## Mise en pratique
**A.** D'après le texte sur Palm springs, quel acteur interprète l'invité que Nyles a entraîné dans la boucle ?
**B.** Poursuivez, s'il vous plaît, le texte sur Palm springs à partir de sa dernière phrase.

## Texte à examiner
▼

C’est un film pop, soigné, drôle, hyper rythmé. Mais Palm springs ne lâche pour autant jamais son ambition de comédie romantique. Cependant jamais par le prisme du grand amour à trouver : Si Nyles finit par se satisfaire de revivre cette journée avec elle, éternellement, qu’il tombe clairement amoureux d’elle (on le comprend) Sarah n’hésite pas à lui rappeler que c’est normal d’être amoureux puisqu’ils sont seuls à vivre dans cette temporalité disloquée. C’est comme si le personnage avait là-aussi conscience que le genre était sinon éculé complètement daubé. Le grand amour ce ne sera jamais l’ambition de Sarah et c’est ce qui en fait un personnage féminin totalement inédit dans le genre. Au sein de cette boucle, elle sera toujours infiniment plus motrice que lui.
Toutefois, ils ne sont pas tout à fait seuls, puisqu’un troisième larron est convié ponctuellement à « la fête ». Un autre invité que Nyles a jadis embarqué dans la boucle un soir de beuverie partagée. Dans un running-gag savoureux, le type (J.K. Simmons fait un semi-antagoniste parfait) vient parfois assouvir sa vengeance en le tuant : lui qui se retrouve coincé chez lui, condamné non plus à venir se faire chier à ce mariage mais à passer toujours la même journée en famille, avec ses enfants qu’il ne verra jamais grandir. Parvenir à créer un dispositif quasi slapstick dans un canevas en apparence si mélancolique relève du génie et achève d’en faire un film magistralement écrit, aussi bien dans sa ligne claire que dans ses nombreux rebondissements.

▲

Images pour la localisation d'objets:

▼

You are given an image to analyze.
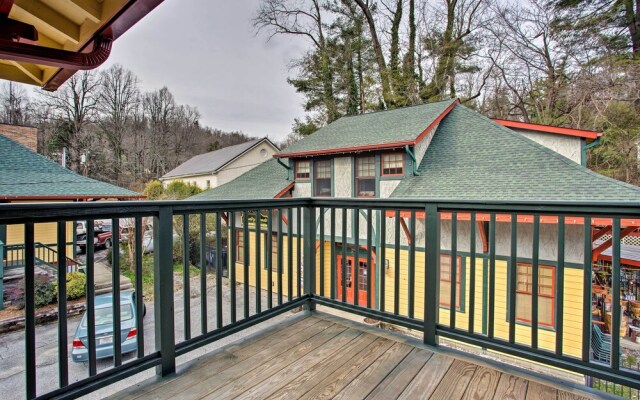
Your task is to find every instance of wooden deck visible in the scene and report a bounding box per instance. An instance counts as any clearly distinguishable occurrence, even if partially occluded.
[113,313,591,400]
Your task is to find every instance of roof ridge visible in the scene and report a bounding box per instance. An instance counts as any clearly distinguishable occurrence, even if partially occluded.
[458,106,640,192]
[338,98,458,120]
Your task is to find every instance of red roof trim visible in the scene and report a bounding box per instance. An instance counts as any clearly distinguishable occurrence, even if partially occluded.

▲

## Réponses
**A.** J.K. Simmons.

**B.**
Ainsi, je me rends compte qu’à l’instar de cette chiée de films basés sur le procédé du found footage, je suis aussi très sensible à ces films construits autour d’une boucle temporelle. Dans les deux cas, ce formalisme de la mise en scène pour l’un, de l’écriture pour l’autre (c’est vraiment ce qu’on peut reprocher à Palm Springs : cinématographiquement parlant c’est très convenu), me séduit énormément car il arbore une fonctionnalité méta aussi puissante que passionnante. Quand c’est bien fait et que ça n’est pas qu’un simple décorum, évidemment.
Et Palm springs est d’autant plus réussi qu’il tombe à pic : Il sort en Février 2021, un an après le début de notre crise sanitaire. Et fait office de film-médicament qui parle du Covid sans en parler, tant ses personnages sont comme nous avec le virus, coincés dans une bulle morose dont on voudrait s’extraire, mais le film ne traite jamais ça sous l’angle du désenchantement, bien au contraire. Je le revoyais, là. Et je le reverrai encore, c’est sûr.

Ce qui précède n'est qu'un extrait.